Kutipan Teks
────────────────

Konsekuensi praktisnya adalah bahwa kesadaran, signifikansi dan proses mediasi menjadi faktor dominan dalam menata masyarakat. Dalam konteks ini, penumpasan terorisme, pada esensinya, adalah sebuah upaya membangun pola tertib, damai, sejahtera, dan beradab tatanan masyarakat. Karena itu, program deradikalisasi mesti melibatkan gerakan penyadaran yang bekerja pada level-level diskursif (kesadaran reflektif), praktis dan tak sadar (collective consciousness). Gerakan ini harus dilangsungkan secara simultan, terus menerus, dan kreatif sesuai dengan dinamika zaman (jangan kalah kreatif oleh calon teroris).
Apa yang Bisa Kita Lakukan?

────────────────

(Entri anotasi gambar)
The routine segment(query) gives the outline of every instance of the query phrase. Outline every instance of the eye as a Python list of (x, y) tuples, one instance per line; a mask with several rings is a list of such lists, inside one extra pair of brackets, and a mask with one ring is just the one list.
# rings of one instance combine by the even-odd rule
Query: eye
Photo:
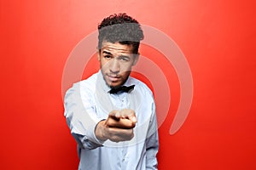
[(104, 55), (104, 58), (105, 58), (106, 60), (110, 60), (112, 57), (111, 57), (110, 55)]
[(129, 61), (130, 60), (130, 58), (129, 57), (127, 57), (127, 56), (120, 56), (119, 57), (119, 60), (121, 60), (121, 61)]

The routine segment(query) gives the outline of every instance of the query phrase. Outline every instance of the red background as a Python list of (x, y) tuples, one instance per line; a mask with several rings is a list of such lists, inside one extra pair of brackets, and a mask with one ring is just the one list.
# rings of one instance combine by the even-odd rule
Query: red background
[(159, 169), (256, 169), (255, 1), (13, 0), (0, 8), (1, 169), (77, 169), (62, 71), (75, 45), (119, 12), (172, 37), (192, 71), (190, 112), (170, 135), (177, 78), (160, 54), (142, 48), (158, 57), (172, 93)]

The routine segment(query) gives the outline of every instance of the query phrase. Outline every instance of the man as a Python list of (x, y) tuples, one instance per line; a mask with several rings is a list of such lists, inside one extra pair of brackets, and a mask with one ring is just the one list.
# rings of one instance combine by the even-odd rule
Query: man
[(98, 30), (101, 70), (75, 83), (65, 96), (79, 169), (157, 169), (154, 98), (143, 82), (130, 76), (143, 32), (125, 14), (104, 19)]

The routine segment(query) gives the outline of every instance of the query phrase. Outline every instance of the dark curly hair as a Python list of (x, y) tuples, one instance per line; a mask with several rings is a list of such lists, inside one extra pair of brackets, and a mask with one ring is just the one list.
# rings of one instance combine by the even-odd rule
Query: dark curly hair
[(144, 38), (140, 24), (125, 13), (112, 14), (105, 18), (98, 26), (98, 48), (104, 40), (110, 42), (132, 45), (133, 53), (138, 53), (140, 41)]

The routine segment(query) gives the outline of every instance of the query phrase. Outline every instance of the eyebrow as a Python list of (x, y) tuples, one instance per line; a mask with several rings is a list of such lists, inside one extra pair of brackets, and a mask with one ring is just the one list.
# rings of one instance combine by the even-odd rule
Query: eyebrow
[(112, 55), (112, 54), (110, 52), (108, 52), (108, 51), (102, 51), (102, 54), (107, 54), (108, 55)]

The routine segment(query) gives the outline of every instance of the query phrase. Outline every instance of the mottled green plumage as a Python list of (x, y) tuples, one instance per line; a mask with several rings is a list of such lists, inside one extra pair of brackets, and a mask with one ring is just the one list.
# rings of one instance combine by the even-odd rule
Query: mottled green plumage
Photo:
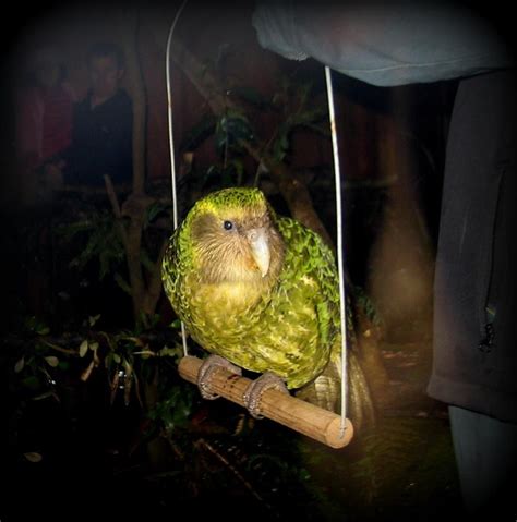
[[(266, 275), (249, 248), (256, 230), (265, 231), (270, 251)], [(308, 398), (330, 384), (336, 402), (333, 253), (316, 233), (277, 217), (261, 191), (228, 189), (200, 199), (171, 238), (163, 278), (172, 307), (205, 350), (253, 372), (273, 372), (288, 388), (306, 385)]]

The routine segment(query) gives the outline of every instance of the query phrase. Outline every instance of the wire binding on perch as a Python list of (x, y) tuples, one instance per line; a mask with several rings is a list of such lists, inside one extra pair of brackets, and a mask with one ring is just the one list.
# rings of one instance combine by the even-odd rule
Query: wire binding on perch
[[(197, 384), (197, 373), (202, 363), (192, 355), (182, 357), (178, 366), (180, 376), (194, 385)], [(241, 406), (244, 405), (243, 394), (250, 384), (251, 379), (240, 377), (223, 367), (217, 367), (211, 374), (211, 389)], [(274, 389), (262, 394), (261, 414), (330, 448), (347, 446), (353, 436), (353, 427), (348, 418), (345, 436), (341, 437), (339, 415)]]
[[(178, 198), (176, 191), (176, 168), (175, 168), (175, 145), (172, 139), (172, 102), (171, 102), (171, 92), (170, 92), (170, 45), (172, 40), (172, 33), (175, 31), (178, 19), (183, 10), (187, 0), (183, 1), (179, 8), (172, 25), (169, 31), (169, 36), (167, 39), (167, 51), (166, 51), (166, 78), (167, 78), (167, 101), (168, 101), (168, 116), (169, 116), (169, 148), (170, 148), (170, 162), (171, 162), (171, 189), (172, 189), (172, 204), (173, 204), (173, 217), (175, 217), (175, 229), (178, 227)], [(334, 161), (335, 161), (335, 173), (336, 173), (336, 202), (338, 211), (340, 211), (340, 183), (339, 183), (339, 162), (337, 154), (337, 139), (336, 139), (336, 129), (334, 123), (334, 100), (332, 94), (332, 83), (330, 83), (330, 72), (329, 69), (325, 70), (327, 89), (328, 89), (328, 100), (329, 100), (329, 111), (330, 111), (330, 128), (333, 133), (333, 149), (334, 149)], [(338, 245), (341, 245), (341, 229), (340, 229), (340, 216), (338, 217)], [(340, 280), (340, 296), (341, 303), (345, 302), (345, 290), (342, 286), (342, 262), (339, 258), (339, 280)], [(344, 321), (345, 308), (341, 304), (341, 321)], [(342, 324), (342, 323), (341, 323)], [(342, 333), (346, 336), (346, 331)], [(184, 356), (180, 360), (178, 365), (178, 371), (180, 376), (197, 385), (197, 374), (203, 362), (188, 354), (187, 347), (187, 333), (183, 323), (181, 324), (181, 337), (183, 341), (183, 353)], [(292, 397), (290, 394), (282, 393), (281, 391), (275, 389), (265, 390), (261, 396), (261, 414), (275, 421), (284, 426), (287, 426), (294, 432), (298, 432), (302, 435), (313, 438), (320, 442), (323, 442), (330, 448), (339, 449), (347, 446), (353, 437), (353, 426), (349, 418), (346, 417), (346, 399), (347, 399), (347, 372), (346, 372), (346, 337), (344, 337), (344, 353), (342, 353), (342, 385), (341, 385), (341, 415), (337, 415), (334, 412), (324, 410), (309, 402), (302, 401)], [(224, 397), (225, 399), (235, 402), (241, 406), (244, 406), (244, 392), (251, 384), (251, 379), (247, 377), (241, 377), (223, 367), (217, 367), (214, 369), (211, 375), (211, 388), (215, 393)]]

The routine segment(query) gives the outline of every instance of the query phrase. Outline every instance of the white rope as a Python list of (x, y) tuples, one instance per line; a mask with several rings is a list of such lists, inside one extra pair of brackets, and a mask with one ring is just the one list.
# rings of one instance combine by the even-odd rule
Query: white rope
[(339, 436), (342, 438), (347, 421), (347, 313), (345, 294), (345, 272), (342, 263), (342, 219), (341, 219), (341, 173), (339, 169), (339, 150), (336, 132), (336, 114), (334, 111), (334, 90), (332, 87), (330, 69), (325, 65), (325, 81), (327, 85), (328, 117), (330, 120), (332, 148), (334, 155), (334, 174), (336, 187), (336, 227), (337, 227), (337, 269), (339, 275), (339, 314), (341, 318), (341, 420), (339, 424)]
[[(172, 190), (172, 224), (175, 230), (178, 228), (178, 194), (176, 192), (176, 161), (175, 161), (175, 137), (172, 135), (172, 97), (170, 89), (170, 43), (172, 41), (172, 33), (175, 32), (176, 24), (180, 17), (181, 11), (185, 7), (187, 0), (178, 9), (175, 20), (169, 29), (169, 37), (167, 38), (167, 50), (165, 53), (165, 75), (167, 82), (167, 113), (169, 123), (169, 153), (170, 153), (170, 185)], [(181, 323), (181, 340), (183, 343), (183, 355), (189, 355), (189, 349), (187, 347), (187, 332), (183, 321)]]

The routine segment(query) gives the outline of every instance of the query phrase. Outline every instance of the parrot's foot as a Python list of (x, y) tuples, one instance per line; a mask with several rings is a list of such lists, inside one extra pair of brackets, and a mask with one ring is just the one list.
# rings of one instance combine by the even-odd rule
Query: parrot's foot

────────────────

Daftar Tugas
1. Tuliskan kembali bagian kutipan mulai dari "Konsekuensi praktisnya adalah" sampai dengan "Bisa Kita Lakukan?", termasuk kedua ujungnya.
2. Sebutkan semua sifat tatanan masyarakat yang menurut kutipan hendak dibangun melalui penumpasan terorisme.
3. Tentukan apakah setiap pernyataan berikut sesuai dengan kutipan, lalu jawab ya atau tidak dengan menyertakan kata-kata penentunya dari kutipan: (a) program deradikalisasi cukup bekerja pada level diskursif saja; (b) gerakan penyadaran harus dilangsungkan secara terus menerus; (c) kesadaran, signifikansi, dan proses mediasi disebut sebagai faktor dominan dalam menata masyarakat.
Catatan-catatan tersebut tidak dipakai sama sekali di sini.

Hasil Berurutan
1.
Konsekuensi praktisnya adalah bahwa kesadaran, signifikansi dan proses mediasi menjadi faktor dominan dalam menata masyarakat. Dalam konteks ini, penumpasan terorisme, pada esensinya, adalah sebuah upaya membangun pola tertib, damai, sejahtera, dan beradab tatanan masyarakat. Karena itu, program deradikalisasi mesti melibatkan gerakan penyadaran yang bekerja pada level-level diskursif (kesadaran reflektif), praktis dan tak sadar (collective consciousness). Gerakan ini harus dilangsungkan secara simultan, terus menerus, dan kreatif sesuai dengan dinamika zaman (jangan kalah kreatif oleh calon teroris).
Apa yang Bisa Kita Lakukan?

2. tertib, damai, sejahtera, beradab

3.
(a) Tidak: "program deradikalisasi mesti melibatkan gerakan penyadaran yang bekerja pada level-level diskursif (kesadaran reflektif), praktis dan tak sadar (collective consciousness)"
(b) Ya: "Gerakan ini harus dilangsungkan secara simultan, terus menerus, dan kreatif"
(c) Ya: "kesadaran, signifikansi dan proses mediasi menjadi faktor dominan dalam menata masyarakat"